- _The problem_
In the records below, write out the part that opens with the line containing "Identify every instance of the elderly" and closes with the line containing "x=288 y=209", including both of those lines and keeping every line unchanged. Leave the pictures out of your answer.

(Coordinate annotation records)
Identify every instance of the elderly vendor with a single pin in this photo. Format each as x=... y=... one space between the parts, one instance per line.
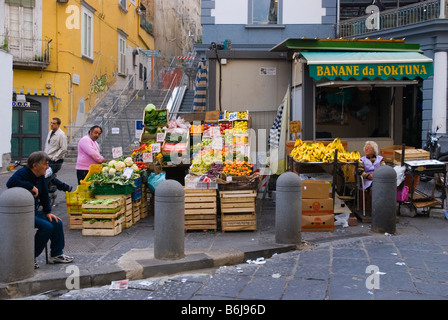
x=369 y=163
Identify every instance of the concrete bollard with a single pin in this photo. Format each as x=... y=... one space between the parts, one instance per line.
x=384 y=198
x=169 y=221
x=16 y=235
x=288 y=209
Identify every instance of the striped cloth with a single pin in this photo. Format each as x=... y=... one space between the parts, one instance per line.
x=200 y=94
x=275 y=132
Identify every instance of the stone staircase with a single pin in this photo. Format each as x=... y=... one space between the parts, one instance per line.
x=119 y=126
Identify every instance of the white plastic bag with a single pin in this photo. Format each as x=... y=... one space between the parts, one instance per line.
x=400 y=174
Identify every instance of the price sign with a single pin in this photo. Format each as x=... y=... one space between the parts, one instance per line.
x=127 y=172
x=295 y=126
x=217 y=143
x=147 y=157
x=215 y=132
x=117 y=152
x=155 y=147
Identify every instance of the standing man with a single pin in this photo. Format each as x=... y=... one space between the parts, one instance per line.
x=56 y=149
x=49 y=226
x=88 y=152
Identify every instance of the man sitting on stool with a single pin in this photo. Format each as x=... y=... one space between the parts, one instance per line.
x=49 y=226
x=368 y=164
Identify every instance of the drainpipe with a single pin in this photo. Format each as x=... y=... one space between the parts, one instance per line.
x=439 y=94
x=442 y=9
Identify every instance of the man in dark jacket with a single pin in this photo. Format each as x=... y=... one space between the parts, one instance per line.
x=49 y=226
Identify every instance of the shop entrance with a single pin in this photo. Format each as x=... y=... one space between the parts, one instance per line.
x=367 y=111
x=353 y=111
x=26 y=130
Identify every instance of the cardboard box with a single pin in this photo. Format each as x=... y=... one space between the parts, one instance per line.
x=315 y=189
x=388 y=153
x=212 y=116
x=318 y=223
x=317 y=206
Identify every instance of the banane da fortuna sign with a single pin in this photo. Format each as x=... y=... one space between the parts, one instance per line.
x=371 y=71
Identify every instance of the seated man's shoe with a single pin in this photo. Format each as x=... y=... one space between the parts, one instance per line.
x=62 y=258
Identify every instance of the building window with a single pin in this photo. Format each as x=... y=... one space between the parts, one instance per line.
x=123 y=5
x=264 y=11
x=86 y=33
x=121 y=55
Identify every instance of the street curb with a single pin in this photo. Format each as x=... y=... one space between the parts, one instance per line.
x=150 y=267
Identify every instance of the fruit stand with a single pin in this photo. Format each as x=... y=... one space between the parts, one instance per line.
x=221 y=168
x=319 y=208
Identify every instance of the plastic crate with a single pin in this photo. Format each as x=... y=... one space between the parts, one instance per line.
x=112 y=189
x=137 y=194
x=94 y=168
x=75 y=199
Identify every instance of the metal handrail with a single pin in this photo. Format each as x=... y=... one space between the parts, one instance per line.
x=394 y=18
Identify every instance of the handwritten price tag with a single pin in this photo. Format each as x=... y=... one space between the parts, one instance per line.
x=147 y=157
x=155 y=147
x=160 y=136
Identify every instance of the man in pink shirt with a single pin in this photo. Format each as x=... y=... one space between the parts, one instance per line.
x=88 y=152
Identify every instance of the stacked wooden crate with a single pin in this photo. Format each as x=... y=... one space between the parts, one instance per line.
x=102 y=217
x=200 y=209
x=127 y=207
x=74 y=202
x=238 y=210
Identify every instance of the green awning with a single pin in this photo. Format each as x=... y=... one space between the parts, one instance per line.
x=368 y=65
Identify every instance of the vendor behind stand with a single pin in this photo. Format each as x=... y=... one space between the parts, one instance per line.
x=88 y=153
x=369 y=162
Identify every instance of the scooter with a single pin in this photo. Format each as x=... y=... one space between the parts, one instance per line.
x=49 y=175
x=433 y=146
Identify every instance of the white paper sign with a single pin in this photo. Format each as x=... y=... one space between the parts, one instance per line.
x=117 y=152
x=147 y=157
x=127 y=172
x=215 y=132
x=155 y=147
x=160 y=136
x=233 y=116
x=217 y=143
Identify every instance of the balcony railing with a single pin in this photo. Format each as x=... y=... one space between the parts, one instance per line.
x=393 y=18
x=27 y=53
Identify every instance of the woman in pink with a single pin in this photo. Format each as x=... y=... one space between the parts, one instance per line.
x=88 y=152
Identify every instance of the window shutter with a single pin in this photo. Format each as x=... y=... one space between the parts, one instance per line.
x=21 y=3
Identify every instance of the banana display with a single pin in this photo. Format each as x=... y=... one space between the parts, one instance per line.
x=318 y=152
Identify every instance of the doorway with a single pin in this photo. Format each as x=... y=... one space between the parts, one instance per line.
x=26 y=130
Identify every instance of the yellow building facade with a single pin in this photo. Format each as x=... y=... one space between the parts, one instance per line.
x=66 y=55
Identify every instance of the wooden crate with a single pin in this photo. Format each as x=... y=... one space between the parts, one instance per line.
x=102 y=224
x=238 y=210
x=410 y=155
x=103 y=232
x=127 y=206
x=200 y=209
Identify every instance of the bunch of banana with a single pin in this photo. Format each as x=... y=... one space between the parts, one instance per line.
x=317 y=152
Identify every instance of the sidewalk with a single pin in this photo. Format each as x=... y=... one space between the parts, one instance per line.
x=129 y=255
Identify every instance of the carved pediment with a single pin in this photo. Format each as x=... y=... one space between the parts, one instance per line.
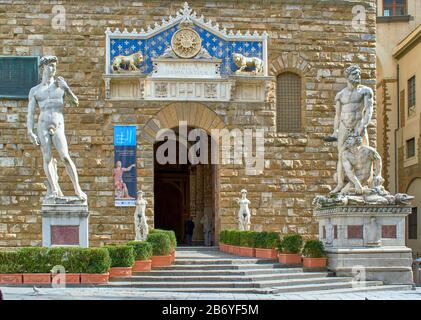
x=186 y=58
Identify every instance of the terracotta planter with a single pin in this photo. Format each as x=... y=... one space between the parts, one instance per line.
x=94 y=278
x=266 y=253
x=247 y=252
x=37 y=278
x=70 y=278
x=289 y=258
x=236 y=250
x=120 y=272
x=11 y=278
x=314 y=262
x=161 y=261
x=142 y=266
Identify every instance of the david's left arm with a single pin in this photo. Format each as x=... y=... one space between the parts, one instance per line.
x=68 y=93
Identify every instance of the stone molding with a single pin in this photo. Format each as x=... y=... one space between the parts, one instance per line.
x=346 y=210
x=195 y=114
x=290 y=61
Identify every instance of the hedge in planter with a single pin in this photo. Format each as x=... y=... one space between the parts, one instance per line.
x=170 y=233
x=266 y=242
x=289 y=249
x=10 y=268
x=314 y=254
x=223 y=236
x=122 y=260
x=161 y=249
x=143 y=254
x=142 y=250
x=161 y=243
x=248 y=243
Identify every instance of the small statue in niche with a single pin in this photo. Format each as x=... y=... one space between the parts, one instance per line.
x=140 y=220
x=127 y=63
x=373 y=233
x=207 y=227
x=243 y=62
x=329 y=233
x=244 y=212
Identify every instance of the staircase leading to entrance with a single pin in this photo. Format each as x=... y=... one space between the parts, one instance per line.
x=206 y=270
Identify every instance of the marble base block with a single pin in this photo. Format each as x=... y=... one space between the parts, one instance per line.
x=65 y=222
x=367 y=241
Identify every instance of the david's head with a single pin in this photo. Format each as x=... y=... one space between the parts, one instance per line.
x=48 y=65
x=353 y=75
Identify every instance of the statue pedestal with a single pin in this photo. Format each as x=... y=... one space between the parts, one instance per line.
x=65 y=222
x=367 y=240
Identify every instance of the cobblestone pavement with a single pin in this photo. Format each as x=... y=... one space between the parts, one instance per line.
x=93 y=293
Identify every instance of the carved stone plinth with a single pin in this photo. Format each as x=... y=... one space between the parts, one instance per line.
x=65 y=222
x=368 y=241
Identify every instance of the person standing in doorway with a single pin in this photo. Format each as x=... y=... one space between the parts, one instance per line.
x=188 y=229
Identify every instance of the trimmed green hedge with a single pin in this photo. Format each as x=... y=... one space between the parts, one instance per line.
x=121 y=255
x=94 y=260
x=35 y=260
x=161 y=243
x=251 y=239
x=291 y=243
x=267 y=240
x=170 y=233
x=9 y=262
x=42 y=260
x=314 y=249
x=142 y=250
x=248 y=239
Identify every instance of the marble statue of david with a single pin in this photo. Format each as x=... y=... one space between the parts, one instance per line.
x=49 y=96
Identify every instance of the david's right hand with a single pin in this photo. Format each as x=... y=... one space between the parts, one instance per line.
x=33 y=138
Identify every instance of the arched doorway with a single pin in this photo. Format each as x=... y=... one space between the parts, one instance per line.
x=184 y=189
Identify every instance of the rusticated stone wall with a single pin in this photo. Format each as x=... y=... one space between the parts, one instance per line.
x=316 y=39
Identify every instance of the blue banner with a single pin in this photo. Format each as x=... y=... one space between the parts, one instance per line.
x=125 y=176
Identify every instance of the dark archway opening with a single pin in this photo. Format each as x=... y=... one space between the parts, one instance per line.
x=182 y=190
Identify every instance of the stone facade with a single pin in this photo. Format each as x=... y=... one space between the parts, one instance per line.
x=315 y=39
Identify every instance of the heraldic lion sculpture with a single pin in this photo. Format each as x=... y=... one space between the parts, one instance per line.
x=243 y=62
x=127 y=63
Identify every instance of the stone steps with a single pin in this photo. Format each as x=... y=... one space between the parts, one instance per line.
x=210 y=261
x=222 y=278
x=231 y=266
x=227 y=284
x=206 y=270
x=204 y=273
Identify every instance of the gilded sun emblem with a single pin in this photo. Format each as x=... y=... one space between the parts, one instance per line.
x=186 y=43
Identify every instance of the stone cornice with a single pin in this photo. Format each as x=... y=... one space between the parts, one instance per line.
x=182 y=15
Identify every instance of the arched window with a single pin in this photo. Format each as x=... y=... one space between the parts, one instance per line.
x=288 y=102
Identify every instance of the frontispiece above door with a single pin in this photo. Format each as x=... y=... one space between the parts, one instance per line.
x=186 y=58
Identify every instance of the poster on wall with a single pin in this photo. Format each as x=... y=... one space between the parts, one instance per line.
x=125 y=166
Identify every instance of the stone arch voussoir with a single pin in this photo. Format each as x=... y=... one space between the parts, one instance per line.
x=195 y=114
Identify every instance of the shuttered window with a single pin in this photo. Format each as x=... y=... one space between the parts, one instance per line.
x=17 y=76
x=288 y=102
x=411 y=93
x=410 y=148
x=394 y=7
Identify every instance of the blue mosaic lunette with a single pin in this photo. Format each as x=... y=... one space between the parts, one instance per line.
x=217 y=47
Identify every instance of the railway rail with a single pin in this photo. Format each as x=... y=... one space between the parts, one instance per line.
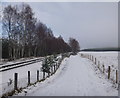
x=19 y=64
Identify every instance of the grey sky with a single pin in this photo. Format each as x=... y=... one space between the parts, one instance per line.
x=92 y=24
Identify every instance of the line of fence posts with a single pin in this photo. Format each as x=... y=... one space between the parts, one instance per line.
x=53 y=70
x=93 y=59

--

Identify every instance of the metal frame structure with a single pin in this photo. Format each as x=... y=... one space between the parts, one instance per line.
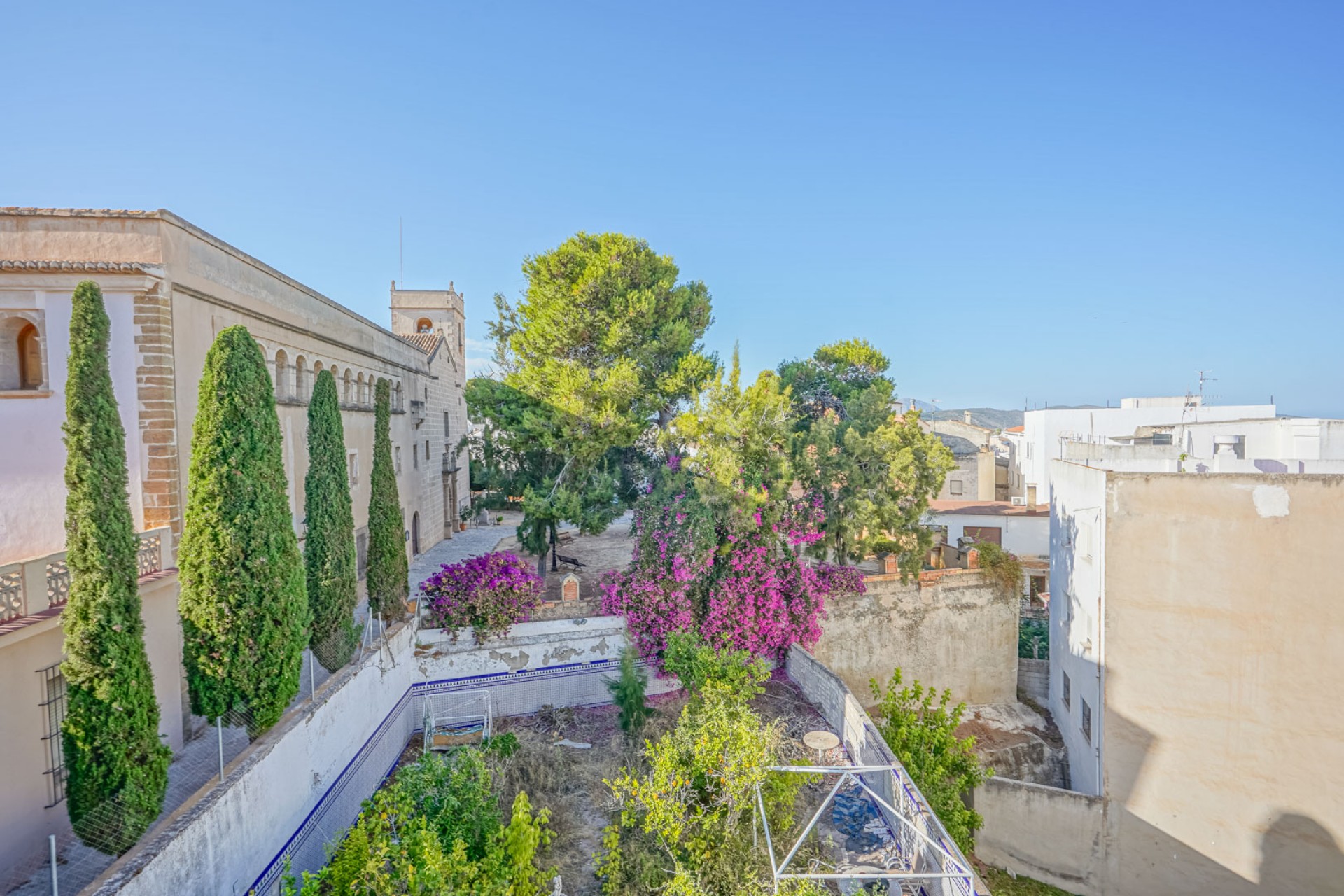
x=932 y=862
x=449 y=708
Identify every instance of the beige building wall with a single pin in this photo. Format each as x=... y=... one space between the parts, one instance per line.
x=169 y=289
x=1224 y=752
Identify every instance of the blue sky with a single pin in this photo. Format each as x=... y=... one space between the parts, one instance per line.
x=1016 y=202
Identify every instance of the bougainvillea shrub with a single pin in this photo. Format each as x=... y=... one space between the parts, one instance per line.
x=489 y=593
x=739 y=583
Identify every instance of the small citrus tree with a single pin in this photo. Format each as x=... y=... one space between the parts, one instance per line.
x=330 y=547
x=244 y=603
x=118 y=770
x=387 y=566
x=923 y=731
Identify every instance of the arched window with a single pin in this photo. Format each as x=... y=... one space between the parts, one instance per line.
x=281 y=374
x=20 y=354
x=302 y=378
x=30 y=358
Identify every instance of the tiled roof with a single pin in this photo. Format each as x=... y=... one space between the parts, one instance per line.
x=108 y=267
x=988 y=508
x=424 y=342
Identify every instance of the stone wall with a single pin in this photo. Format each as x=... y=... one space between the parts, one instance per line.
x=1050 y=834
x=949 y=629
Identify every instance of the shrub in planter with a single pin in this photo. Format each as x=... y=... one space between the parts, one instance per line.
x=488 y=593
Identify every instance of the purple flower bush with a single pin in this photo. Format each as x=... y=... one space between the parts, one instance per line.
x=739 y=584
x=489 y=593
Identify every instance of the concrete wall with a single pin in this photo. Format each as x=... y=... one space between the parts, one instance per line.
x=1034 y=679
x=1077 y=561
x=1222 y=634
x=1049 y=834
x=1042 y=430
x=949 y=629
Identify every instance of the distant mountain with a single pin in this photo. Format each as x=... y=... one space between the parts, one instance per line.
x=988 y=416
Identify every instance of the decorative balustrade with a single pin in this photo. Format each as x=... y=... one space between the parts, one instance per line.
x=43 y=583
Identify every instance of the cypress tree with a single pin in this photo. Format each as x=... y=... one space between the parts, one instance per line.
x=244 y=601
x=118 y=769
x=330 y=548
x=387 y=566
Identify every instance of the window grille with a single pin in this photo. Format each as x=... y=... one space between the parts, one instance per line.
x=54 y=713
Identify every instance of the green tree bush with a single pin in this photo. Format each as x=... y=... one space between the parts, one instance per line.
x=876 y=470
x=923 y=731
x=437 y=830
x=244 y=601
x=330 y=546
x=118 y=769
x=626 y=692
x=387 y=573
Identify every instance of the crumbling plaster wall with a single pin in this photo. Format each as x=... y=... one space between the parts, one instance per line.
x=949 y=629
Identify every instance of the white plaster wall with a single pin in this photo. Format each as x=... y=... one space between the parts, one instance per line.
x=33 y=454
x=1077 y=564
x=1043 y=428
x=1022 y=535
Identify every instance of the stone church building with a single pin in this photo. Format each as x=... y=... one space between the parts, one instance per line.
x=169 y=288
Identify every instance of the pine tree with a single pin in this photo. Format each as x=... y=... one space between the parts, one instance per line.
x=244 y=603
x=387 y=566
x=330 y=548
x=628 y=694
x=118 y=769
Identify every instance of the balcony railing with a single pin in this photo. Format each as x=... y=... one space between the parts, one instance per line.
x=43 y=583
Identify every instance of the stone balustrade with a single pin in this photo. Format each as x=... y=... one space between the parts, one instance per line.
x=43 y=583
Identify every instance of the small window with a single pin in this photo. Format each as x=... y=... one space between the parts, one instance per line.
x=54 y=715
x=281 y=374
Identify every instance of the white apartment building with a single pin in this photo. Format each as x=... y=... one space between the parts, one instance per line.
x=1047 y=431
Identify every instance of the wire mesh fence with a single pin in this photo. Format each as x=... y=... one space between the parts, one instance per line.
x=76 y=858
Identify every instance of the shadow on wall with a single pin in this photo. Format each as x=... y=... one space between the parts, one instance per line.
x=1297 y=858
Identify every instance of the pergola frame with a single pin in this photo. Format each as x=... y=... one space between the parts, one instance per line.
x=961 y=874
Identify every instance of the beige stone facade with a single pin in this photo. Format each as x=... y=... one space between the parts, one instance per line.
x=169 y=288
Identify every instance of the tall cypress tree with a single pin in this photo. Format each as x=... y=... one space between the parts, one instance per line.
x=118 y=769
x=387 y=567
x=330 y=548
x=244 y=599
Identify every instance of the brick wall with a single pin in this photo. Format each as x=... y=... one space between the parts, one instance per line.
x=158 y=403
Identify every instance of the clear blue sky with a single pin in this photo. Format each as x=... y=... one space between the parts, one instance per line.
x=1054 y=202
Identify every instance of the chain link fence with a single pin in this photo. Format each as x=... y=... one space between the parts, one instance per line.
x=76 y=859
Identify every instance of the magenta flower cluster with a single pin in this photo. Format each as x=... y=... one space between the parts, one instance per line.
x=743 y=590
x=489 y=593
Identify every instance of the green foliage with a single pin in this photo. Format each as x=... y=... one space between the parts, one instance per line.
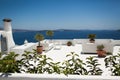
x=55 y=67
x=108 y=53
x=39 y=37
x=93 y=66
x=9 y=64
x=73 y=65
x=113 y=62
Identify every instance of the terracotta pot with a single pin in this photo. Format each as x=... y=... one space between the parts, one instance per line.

==

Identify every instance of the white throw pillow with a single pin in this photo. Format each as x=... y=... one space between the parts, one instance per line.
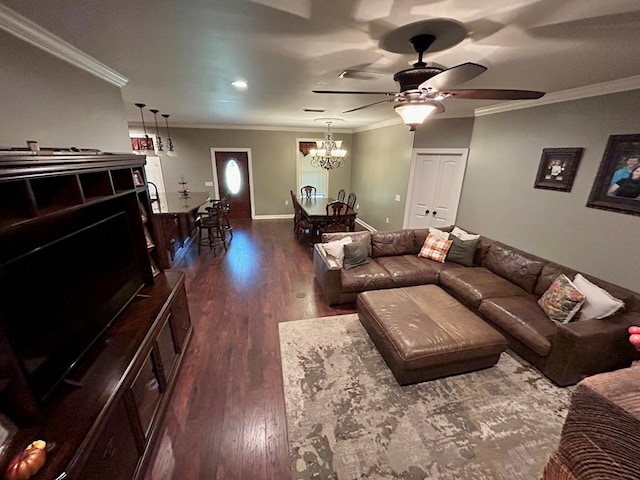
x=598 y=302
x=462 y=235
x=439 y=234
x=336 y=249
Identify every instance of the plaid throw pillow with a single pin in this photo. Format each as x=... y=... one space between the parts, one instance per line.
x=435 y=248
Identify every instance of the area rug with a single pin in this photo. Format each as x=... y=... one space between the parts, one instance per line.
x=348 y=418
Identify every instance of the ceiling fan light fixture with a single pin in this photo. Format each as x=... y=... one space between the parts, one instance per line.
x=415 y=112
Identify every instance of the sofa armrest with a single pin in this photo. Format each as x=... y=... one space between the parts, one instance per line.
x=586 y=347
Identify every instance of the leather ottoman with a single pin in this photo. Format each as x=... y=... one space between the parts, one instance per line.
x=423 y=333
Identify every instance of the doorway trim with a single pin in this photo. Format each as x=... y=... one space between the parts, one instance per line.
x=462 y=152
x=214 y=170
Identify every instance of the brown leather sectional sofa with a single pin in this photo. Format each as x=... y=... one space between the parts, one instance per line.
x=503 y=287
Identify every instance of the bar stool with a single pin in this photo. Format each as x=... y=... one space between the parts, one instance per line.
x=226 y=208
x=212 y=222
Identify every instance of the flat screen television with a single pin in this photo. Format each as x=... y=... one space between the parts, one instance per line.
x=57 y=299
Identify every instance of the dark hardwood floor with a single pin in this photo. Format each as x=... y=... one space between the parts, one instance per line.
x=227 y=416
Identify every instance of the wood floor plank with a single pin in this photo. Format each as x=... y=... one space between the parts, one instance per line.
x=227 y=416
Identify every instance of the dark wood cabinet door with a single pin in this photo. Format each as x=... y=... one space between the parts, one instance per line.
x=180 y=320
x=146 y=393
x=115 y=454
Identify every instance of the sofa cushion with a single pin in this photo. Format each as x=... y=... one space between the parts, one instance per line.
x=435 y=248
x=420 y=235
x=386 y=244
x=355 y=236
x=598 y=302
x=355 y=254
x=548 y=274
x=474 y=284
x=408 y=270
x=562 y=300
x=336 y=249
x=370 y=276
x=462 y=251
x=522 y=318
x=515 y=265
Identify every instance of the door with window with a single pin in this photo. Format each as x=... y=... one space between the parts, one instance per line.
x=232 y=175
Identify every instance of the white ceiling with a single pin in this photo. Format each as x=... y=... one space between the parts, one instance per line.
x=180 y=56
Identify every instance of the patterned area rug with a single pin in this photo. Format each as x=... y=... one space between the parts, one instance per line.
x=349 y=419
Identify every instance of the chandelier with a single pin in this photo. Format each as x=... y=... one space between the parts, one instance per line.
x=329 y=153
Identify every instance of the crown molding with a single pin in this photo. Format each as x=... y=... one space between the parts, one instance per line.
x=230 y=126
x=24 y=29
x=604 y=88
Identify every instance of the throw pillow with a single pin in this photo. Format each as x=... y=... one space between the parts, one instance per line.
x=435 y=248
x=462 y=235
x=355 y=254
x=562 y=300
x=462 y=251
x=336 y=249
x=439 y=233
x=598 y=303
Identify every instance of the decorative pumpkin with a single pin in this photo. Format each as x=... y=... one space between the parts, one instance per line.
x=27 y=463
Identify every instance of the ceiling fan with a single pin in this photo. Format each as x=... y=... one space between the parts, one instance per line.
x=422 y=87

- _Complete answer_
Identify every instance of the elderly vendor with a single pin in this photo. Format each as x=... y=... one space between the parts, one instance per line.
x=369 y=163
Identify every instance of the concrete bollard with a single pin in this photo. Format each as x=... y=... one space between the parts, one instance per line.
x=384 y=198
x=169 y=221
x=16 y=235
x=288 y=209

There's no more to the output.